Howard Moss (January 22, 1922 – September 16, 1987) was an American poet, dramatist and critic. He was poetry editor of The New Yorker magazine from 1948 until his death and he won the National Book Award in 1972 for Selected Poems.

Biography
Moss was born in New York City. He attended the University of Michigan, where he won a Hopwood Award. He is credited with discovering a number of major American poets, including Anne Sexton and Amy Clampitt.

W. H. Auden and Chester Kallman co-wrote a famously concise clerihew in his honor:

TO THE POETRY EDITOR OF THE NEW YORKER
Is Robert Lowell
Better than Noël
Coward,
Howard?

According to Edmund White, Moss was a closeted homosexual, a notion exploited in White's thinly disguised roman à clef, The Farewell Symphony, in which the character "Tom" is a prominent New York poetry editor; the "closet" characterization is at odds with the memory of literary friends who remember Moss as openly gay. Moss died of a heart attack.

(Stored items from a collection)
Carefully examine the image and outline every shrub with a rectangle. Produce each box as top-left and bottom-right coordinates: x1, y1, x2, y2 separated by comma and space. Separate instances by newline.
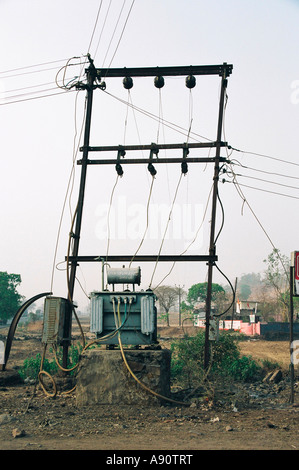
19, 344, 82, 380
171, 331, 262, 388
19, 354, 58, 380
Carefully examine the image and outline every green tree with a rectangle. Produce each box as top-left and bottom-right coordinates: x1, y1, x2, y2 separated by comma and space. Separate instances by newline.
0, 271, 23, 321
187, 282, 225, 306
154, 286, 178, 326
264, 248, 290, 321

Your tasks -
A – Answer these questions from the Howard Moss biography, one answer per line, marked as the questions are.
(i) What award did Moss win while attending the University of Michigan?
(ii) For which book did Moss win the National Book Award in 1972?
(iii) Who co-wrote the clerihew in his honor?
B – Rescale the records above by writing out all their lines again, requests included, with every bounding-box coordinate in the answers multiplied by 0.4 and rounded to a whole number, halves rounded up. Leave the pictures out.

Solution set -
A –
(i) A Hopwood Award
(ii) Selected Poems
(iii) W. H. Auden and Chester Kallman

B –
Carefully examine the image and outline every shrub with a rectangle. Produce each box as top-left and bottom-right coordinates: x1, y1, x2, y2 separated by comma and space. Separate instances by newline.
8, 138, 33, 152
68, 132, 105, 155
8, 142, 23, 152
Carefully examine the image and outline every green tree with a rectangle. Produce each box as top-left and bottom-right coordinates: x1, y1, x2, y2 separated by comma and space. Separate instances by newline.
0, 108, 9, 128
75, 113, 90, 122
62, 114, 71, 130
106, 99, 116, 128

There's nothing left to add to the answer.